Trecho:
+ + +

O transporte intermunicipal de passageiros é inexistente em 54 cidades e 17 distritos do Rio Grande do Norte, deixando desassistidas pelo menos 437.789 pessoas residentes nesses locais. Para se deslocarem entre uma cidade e outra, essa parcela da população depende de meios particulares ou dos transportadores clandestinos, chamados de ‘loteiros’. Apesar de formalmente existirem linhas para os municípios e distritos, elas foram abandonadas pouco a pouco por falência das empresas responsáveis ou por não serem rentáveis.
Ilustração – Arquivo UNIBUS RN |
Segundo a Federação das Empresas de Transporte de Passageiros do Nordeste (Fetronor), que abarca os responsáveis pela operação das linhas intermunicipais, a inexistência da fiscalização na atividade dos ‘loteiros’ e a popularização de veículos próprios na última década são razões que levam as empresas à falência. “Há um descaso por parte do Governo do Estado, responsável pela regulamentação e fiscalização do transporte público, há anos e por parte de diversas gestões”, avalia o empresário Eudo Laranjeiras, presidente da Fetronor. “Esses carros operam como querem, quando querem. Eles podem esperar o carro encher para sair, mas o ônibus sai na hora determinada nem que seja com um passageiro. Isso acaba quebrando as empresas de ônibus”.

+ + +

Tarefa 1: Liste todos os números escritos em algarismos no texto sobre o transporte intermunicipal, indicando a que cada um se refere.
Tarefa 2:
Responda, por favor, às perguntas abaixo com base no texto sobre o transporte intermunicipal:
(a) Como são chamados os transportadores clandestinos?
(b) Quem é o presidente da Fetronor?
(c) Segundo o presidente da Fetronor, quem é responsável pela regulamentação e fiscalização do transporte público?
Tarefa 3: Prossiga com o texto sobre o transporte intermunicipal a partir do ponto em que ele termina.
Os dados não precisam ser consultados.

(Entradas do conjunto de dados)
+ + +

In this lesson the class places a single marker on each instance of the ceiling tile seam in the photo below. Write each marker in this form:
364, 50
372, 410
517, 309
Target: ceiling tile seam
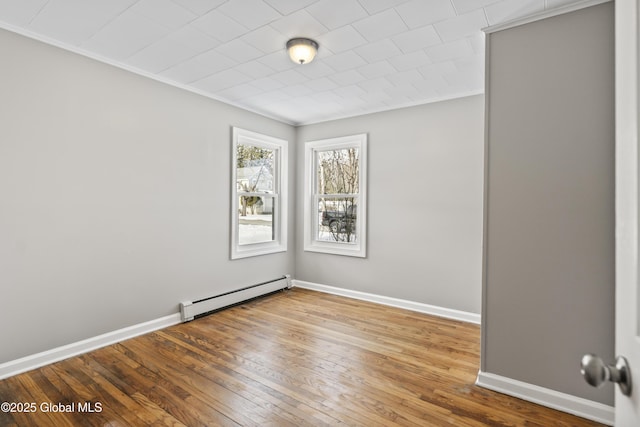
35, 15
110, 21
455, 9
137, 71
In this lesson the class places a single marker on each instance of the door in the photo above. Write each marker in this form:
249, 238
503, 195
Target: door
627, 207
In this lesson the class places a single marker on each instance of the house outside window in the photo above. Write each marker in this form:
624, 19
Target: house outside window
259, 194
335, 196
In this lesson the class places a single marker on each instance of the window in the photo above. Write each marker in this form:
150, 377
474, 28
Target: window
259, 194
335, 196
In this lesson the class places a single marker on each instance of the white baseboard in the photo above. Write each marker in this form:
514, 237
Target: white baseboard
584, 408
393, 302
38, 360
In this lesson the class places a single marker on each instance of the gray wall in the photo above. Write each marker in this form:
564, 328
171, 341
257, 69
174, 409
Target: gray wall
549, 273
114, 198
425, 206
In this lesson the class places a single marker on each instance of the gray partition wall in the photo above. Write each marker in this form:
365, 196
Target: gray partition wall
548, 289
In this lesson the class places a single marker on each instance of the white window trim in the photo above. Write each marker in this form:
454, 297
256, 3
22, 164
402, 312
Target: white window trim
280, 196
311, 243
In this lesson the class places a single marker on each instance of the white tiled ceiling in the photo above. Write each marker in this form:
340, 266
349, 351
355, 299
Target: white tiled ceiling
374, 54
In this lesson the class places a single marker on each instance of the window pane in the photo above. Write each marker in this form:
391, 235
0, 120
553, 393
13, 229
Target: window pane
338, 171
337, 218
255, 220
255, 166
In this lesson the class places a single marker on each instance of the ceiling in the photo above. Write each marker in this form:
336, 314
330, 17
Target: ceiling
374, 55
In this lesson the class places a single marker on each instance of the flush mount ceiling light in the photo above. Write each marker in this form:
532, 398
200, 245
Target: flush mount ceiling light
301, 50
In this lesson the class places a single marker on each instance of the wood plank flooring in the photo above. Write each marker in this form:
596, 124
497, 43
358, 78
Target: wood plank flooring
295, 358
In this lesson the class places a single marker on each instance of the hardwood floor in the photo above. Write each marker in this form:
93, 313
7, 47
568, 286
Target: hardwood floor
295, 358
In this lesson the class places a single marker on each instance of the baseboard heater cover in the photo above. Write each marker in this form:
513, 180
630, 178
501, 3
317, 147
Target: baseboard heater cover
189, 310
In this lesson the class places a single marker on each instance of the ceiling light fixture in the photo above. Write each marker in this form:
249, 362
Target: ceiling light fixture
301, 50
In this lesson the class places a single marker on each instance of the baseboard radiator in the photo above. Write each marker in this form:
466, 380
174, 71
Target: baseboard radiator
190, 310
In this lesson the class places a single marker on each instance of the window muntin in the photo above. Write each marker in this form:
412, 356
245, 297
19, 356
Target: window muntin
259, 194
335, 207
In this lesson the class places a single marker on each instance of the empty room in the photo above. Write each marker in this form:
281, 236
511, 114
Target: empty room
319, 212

+ + +

Resposta 1:
54: cidades do Rio Grande do Norte sem transporte intermunicipal de passageiros
17: distritos do Rio Grande do Norte sem esse transporte
437.789: pessoas, no mínimo, residentes nesses locais e deixadas desassistidas

Resposta 2:
(a) São chamados de "loteiros".
(b) O empresário Eudo Laranjeiras.
(c) O Governo do Estado.

Resposta 3:
A falência foi o destino de cinco das dez empresas que exploravam o mercado de transporte intermunicipal nos últimos 15 anos, resultando em 96 linhas sem operação. Nestes casos há duas saídas: ou outras linhas assumem a área da desativada, tendo o trajeto ampliado, ou a população fica desassistida. Esse último é a realidade, por exemplo, do município de Açú, o maior entre os 54 sem linhas intermunicipais, com população de 58 mil habitantes, segundo a estimativa do Instituto Brasileiro de Geografia e Estatística (IBGE) em 2017.
A responsabilidade da fiscalização do transporte intermunicipal é do Departamento Estadual de Rodovias do Rio Grande do Norte (DER/RN), que reconhece os problemas. Para fiscalizar todos os 167 municípios do estado, o órgão conta com 35 agentes de fiscalização – número inferior até mesmo ao de cidades desassistidas. O diretor-presidente do DER, Jorge Ernesto Fraxe, afirma que esforços estão sendo realizados para mitigar as limitações da equipe. “Para melhor utilizar, a gente faz operações de fiscalização em locais conhecidos na região metropolitana de Natal”, afirma. Somente este ano, a equipe apreendeu 100 carros. “Mas o excelente seria ter mais estrutura”.
Sem orçamento suficiente para realizar concurso e ampliar o quadro de pessoal, o DER busca a tecnologia para diminuir as limitações. Jorge Fraxe afirma que um sistema eletrônico de vigilância dos ônibus será implantado para facilitar as fiscalizações nos próximos meses. “Saberemos onde o ônibus está, se cumpre o trajeto correto, se há animais na estrada, se há clandestino”, conta. Segundo o diretor, isso vai possibilitar fazer ações mais direcionadas com os servidores atuais.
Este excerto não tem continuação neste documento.